--- Data records ---
---
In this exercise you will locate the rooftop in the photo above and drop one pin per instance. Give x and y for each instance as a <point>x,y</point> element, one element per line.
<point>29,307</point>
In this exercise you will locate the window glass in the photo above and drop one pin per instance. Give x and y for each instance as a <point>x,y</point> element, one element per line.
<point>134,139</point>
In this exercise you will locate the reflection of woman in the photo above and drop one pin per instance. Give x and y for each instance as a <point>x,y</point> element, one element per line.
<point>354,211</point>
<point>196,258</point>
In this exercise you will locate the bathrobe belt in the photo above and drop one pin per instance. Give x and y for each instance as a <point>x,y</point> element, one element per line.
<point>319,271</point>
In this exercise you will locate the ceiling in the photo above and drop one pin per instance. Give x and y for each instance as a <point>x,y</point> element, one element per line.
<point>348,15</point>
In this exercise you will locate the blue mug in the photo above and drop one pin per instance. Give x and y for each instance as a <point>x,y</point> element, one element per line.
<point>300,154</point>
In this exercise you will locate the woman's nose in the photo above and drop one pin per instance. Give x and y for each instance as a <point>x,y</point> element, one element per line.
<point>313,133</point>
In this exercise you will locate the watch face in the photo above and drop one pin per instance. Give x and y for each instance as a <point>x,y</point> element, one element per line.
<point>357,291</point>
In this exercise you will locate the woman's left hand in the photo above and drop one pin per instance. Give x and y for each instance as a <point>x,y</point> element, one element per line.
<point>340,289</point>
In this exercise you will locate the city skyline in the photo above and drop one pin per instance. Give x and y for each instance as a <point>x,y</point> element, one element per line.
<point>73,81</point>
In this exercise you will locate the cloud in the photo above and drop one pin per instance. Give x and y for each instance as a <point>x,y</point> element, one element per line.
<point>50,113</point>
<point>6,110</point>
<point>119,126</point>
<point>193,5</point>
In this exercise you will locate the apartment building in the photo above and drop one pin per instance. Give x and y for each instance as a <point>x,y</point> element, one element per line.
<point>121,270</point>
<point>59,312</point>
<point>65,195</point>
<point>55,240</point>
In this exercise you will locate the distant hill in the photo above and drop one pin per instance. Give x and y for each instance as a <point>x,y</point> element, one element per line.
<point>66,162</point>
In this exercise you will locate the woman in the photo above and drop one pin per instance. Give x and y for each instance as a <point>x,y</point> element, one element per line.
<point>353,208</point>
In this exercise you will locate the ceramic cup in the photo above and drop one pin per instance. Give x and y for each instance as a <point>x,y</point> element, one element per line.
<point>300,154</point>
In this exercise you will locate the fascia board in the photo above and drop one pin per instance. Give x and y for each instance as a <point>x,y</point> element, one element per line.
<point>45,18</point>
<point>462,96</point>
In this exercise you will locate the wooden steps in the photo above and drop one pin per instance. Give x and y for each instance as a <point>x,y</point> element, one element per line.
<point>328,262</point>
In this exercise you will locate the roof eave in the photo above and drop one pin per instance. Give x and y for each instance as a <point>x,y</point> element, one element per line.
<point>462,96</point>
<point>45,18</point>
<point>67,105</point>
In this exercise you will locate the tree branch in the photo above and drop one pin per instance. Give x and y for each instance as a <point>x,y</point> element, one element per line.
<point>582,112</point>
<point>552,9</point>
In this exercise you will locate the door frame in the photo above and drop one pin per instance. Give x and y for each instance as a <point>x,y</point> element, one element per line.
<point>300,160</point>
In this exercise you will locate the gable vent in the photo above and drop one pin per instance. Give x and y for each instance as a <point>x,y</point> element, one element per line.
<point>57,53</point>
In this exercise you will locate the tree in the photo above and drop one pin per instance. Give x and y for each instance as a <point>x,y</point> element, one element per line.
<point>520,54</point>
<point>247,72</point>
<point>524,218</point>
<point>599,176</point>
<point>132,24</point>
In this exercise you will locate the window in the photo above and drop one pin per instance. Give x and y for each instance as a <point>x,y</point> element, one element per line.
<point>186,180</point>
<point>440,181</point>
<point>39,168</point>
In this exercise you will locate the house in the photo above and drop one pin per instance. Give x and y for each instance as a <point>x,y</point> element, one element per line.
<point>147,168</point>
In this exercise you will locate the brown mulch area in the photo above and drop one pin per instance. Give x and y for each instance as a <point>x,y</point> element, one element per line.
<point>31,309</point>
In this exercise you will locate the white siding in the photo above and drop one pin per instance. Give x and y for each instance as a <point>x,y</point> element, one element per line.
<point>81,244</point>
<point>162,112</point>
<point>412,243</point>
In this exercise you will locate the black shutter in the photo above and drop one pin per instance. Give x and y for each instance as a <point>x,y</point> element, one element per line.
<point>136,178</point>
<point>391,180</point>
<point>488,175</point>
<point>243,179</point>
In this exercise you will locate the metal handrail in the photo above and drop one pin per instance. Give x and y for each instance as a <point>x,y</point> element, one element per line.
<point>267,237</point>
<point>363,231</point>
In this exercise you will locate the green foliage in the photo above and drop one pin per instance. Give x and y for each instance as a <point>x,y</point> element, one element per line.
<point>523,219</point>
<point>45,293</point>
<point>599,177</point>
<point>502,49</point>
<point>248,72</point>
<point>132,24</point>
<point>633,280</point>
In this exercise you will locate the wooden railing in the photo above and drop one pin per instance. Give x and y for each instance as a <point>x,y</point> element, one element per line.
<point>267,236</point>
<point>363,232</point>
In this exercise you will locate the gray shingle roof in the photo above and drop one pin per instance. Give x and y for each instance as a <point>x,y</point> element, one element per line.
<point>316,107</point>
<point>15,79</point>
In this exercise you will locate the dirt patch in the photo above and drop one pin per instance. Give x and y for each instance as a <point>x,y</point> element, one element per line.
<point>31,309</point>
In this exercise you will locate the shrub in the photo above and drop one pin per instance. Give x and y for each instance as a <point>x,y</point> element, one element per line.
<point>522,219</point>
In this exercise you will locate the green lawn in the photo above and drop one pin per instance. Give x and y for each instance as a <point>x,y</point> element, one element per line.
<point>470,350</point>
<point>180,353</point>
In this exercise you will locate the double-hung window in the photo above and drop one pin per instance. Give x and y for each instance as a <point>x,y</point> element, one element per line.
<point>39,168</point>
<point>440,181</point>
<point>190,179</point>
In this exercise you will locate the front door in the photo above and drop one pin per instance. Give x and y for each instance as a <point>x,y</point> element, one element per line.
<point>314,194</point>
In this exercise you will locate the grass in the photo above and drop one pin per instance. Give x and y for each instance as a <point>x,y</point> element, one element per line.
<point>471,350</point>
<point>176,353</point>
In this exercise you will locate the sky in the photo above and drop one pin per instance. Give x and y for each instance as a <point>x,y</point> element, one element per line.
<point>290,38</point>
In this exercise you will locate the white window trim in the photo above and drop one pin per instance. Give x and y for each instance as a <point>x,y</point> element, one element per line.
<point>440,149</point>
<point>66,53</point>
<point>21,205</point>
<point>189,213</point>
---
--- Aim of the exercise ---
Provide a verbatim copy of all the entries.

--- Written reply ---
In this exercise you will locate the rooftop in the photo above and drop one pin per instance. Give x and y for each instance as a <point>x,y</point> element, one element per line.
<point>29,307</point>
In this exercise you will locate the window glass in the photo above and drop one pin per instance. Give x and y for each instance as a <point>x,y</point> element, one element per line.
<point>134,139</point>
In this exercise you will locate the reflection of woman in the photo above and drop one pin per instance. Give x and y for each instance as a <point>x,y</point> element, one element per line.
<point>354,211</point>
<point>196,258</point>
In this exercise you will locate the bathrobe belt in the photo above and drop one pin per instance. Give x and y for each instance as a <point>x,y</point> element, one element per line.
<point>319,271</point>
In this exercise you will locate the ceiling in the photo above and drop one pin per instance. Give x and y for each instance as a <point>x,y</point> element, one element per line.
<point>348,15</point>
In this exercise you will locate the blue mug in the photo above and drop one pin per instance. Give x and y for each instance as a <point>x,y</point> element, one element per line.
<point>300,154</point>
In this exercise you will locate the woman's nose in the photo above and drop one pin per instance. Give x and y for each instance as a <point>x,y</point> element, one element per line.
<point>313,133</point>
In this exercise you will locate the watch face in the photo above and drop one pin per instance. Give x and y for each instance as a <point>x,y</point> element, one element per line.
<point>357,291</point>
In this exercise you will locate the woman's left hand in the photo above and drop one pin per instance. Give x and y for each instance as a <point>x,y</point> element, one element per line.
<point>340,289</point>
In this exercise you will locate the city skyline in the photo above and drop one pin per instance. Give x and y for each instance as a <point>x,y</point> element, one element per line.
<point>73,81</point>
In this exercise you will locate the cloud in the photo above and drop one pin per instance. Give x and y for each instance as a <point>x,y</point> element, one element per line.
<point>50,113</point>
<point>6,110</point>
<point>119,126</point>
<point>193,5</point>
In this exercise you will locate the apartment building in the photo above and drop one pin per instance. Give x and y for each instance as a <point>x,y</point> element, one element per line.
<point>121,270</point>
<point>59,312</point>
<point>65,195</point>
<point>55,240</point>
In this exercise you will locate the distant hill in the photo above and drop one pin per instance. Give x and y for each instance as a <point>x,y</point> element, one element per line.
<point>66,162</point>
In this exercise you will locate the woman in the photo above and drop one pin per instance. Give x and y for each instance as a <point>x,y</point> element, one element per line.
<point>353,208</point>
In this exercise you will locate the ceramic cup in the photo above and drop one pin per instance. Give x and y for each instance as a <point>x,y</point> element, one element per line.
<point>300,154</point>
In this exercise you will locate the fascia board in the photo above and drop one pin per instance. Give x and y for each instance as a <point>x,y</point> element, one element per line.
<point>45,18</point>
<point>462,96</point>
In this exercise you will locate the wooden steps in the photo above and drop one pin per instance. Give x and y for each instance as a <point>x,y</point> element, one element per line.
<point>328,262</point>
In this exercise you will locate the roof eave in the photo above and drop one pin per instance. Give x and y for each instance as a <point>x,y</point> element, one element per line.
<point>462,96</point>
<point>45,18</point>
<point>67,105</point>
In this exercise you will locate the tree branch in the photo above and drop one pin per instance. Give x and y for each instance as a <point>x,y</point> element, one element per line.
<point>582,112</point>
<point>552,9</point>
In this exercise you will locate the door frame in the photo above and drop one pin per instance. Give x and y for each instance as a <point>x,y</point> element, one element per line.
<point>300,160</point>
In this exercise you will locate the gable vent in the photo above and drop one pin per instance. Give x and y for each instance as a <point>x,y</point> element, one element per line.
<point>57,53</point>
In this exercise you will locate the tree in the photo above and drop one pin per instance. Give x and y for each instance as a <point>x,y</point> element, one element per line.
<point>520,54</point>
<point>247,72</point>
<point>524,218</point>
<point>599,176</point>
<point>132,24</point>
In this exercise you will locate the window in the photo above and drop one pin per instance. Give x and y for each instance as a <point>x,y</point> element, one element per line.
<point>186,180</point>
<point>440,181</point>
<point>39,168</point>
In this exercise you will locate the house in the photo above and drop one pin per instance. Give x and y for each instance as a <point>x,y</point> element, one element per line.
<point>147,168</point>
In this exercise you will locate the brown mulch area in the photo above and drop one pin per instance. Give x and y for each instance as a <point>x,y</point> element, one element per line.
<point>31,309</point>
In this exercise you will locate the white siding in the photo above and drop one pin per instance. Give x and y for each instance as a <point>x,y</point> element, one element per line.
<point>81,244</point>
<point>162,112</point>
<point>412,243</point>
In this exercise you will locate the black shutter in the photo above and drop one pin per instance. Give x and y for each instance as a <point>x,y</point> element, one element per line.
<point>136,178</point>
<point>391,180</point>
<point>488,175</point>
<point>243,179</point>
In this exercise you will locate the metal handrail in the photo above and drop one pin per instance. Give x and y for each instance as a <point>x,y</point> element, one element per line.
<point>267,237</point>
<point>363,231</point>
In this exercise you will locate the green foliage in the photo above and drop one pin per instance. Give x and y for each instance as a <point>x,y</point> element, one element per line.
<point>523,219</point>
<point>45,293</point>
<point>599,177</point>
<point>502,49</point>
<point>248,72</point>
<point>132,24</point>
<point>633,280</point>
In this exercise you will locate the wooden railing in the photo above and drop one pin per instance. Give x and y for each instance as a <point>x,y</point> element, one element per line.
<point>267,236</point>
<point>363,232</point>
In this exercise you will locate the gray shingle roof in the photo above and drop one pin per instance. Give x and y for each instance as a <point>x,y</point> element, one element per line.
<point>316,107</point>
<point>15,79</point>
In this exercise you will locate the dirt patch in the photo above and drop one pin per instance. Give x and y for each instance as a <point>x,y</point> element, one element per line.
<point>31,309</point>
In this exercise you will locate the shrub in the photo above and drop one pin per instance. Give x and y for each instance as a <point>x,y</point> element, one element per line.
<point>522,219</point>
In this exercise you will locate the green lawn in the photo above and drop one pin per instance. Give x and y for each instance as a <point>x,y</point> element, one element per line.
<point>470,350</point>
<point>180,353</point>
In this exercise you will locate the double-hung window in the photo above and drop one pin per instance. Give x and y for each instance as a <point>x,y</point> element, one element per line.
<point>39,168</point>
<point>440,181</point>
<point>190,179</point>
In this exercise you will locate the front door in the photo above and drop one pin per instance. Give x and y for each instance as a <point>x,y</point> element, one element per line.
<point>314,194</point>
In this exercise you will locate the grass in the photo above and drop one pin per instance. Give x and y for each instance as a <point>x,y</point> element, one element per line.
<point>471,350</point>
<point>176,353</point>
In this exercise you will locate the sky in the photo above and drop one pin per instance. Give x and y for each instance as a <point>x,y</point> element, one element per line.
<point>290,38</point>
In this exercise you will locate the white window trim in the photo above and drop one pin per instance. Give x and y for each instance as a <point>x,y</point> element, one element per line.
<point>440,149</point>
<point>66,53</point>
<point>21,205</point>
<point>189,213</point>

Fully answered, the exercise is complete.